• [Try it] Among the lines of the records below, copy those that hold the word "shoreline".

• [Extracted material]
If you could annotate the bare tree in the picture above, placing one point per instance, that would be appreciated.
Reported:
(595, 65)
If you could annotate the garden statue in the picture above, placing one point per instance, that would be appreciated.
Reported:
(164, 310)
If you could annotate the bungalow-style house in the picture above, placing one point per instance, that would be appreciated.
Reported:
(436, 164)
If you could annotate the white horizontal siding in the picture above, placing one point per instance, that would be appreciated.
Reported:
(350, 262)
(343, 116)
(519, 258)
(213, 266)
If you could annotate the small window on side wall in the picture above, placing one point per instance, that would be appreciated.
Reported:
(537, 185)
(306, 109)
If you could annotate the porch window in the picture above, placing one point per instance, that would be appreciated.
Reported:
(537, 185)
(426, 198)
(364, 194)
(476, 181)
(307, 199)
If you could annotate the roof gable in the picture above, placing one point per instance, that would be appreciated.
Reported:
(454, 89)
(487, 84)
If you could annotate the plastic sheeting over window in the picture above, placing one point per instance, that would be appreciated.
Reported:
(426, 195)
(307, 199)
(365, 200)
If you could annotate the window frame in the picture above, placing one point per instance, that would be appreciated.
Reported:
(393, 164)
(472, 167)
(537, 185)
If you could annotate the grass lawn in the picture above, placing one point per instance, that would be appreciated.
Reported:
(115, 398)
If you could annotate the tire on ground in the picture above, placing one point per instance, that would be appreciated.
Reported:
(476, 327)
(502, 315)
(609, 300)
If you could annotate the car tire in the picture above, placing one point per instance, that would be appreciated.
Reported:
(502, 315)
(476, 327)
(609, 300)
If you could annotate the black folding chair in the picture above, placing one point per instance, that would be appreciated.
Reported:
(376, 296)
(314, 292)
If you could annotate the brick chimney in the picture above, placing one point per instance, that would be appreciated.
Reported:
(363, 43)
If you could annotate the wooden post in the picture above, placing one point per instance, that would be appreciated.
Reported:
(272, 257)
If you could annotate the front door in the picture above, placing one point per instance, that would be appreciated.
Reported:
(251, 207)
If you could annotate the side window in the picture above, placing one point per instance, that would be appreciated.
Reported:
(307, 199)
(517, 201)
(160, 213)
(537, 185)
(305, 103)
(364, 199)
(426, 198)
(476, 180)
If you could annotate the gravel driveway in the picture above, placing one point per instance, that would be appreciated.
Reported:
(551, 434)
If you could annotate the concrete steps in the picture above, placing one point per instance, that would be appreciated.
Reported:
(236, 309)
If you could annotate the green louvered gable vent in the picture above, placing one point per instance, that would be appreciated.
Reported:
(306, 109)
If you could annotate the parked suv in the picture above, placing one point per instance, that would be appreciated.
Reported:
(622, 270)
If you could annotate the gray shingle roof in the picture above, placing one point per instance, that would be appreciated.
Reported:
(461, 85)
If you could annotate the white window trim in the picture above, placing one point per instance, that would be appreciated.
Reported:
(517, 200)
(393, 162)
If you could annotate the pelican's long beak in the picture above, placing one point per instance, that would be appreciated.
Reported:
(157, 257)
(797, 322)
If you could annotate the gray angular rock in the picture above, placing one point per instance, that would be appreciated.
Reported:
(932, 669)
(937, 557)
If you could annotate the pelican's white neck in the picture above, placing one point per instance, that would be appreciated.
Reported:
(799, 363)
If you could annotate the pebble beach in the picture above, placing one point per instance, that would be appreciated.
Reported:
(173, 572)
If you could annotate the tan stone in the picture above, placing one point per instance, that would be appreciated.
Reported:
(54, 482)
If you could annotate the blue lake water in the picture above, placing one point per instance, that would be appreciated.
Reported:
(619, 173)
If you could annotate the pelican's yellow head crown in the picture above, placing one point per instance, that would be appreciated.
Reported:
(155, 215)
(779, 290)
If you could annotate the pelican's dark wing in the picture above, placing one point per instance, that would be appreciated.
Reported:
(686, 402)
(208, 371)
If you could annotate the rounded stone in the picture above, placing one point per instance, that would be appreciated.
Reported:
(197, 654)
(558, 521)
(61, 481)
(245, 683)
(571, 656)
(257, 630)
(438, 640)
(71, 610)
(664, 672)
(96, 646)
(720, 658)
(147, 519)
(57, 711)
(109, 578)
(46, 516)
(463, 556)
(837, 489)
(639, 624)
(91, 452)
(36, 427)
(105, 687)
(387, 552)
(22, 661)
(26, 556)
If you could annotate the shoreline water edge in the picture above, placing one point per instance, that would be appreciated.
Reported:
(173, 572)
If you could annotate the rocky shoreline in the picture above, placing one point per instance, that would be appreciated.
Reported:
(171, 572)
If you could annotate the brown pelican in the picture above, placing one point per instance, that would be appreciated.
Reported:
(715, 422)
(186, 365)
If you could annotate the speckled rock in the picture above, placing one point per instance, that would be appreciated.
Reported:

• [Answer to the exercise]
If you could annotate the shoreline water edge in the picture above, placing one point per instance, that would be appreciated.
If you could annotate the rocky shoreline in the picture above, placing one point per instance, that would be appreciated.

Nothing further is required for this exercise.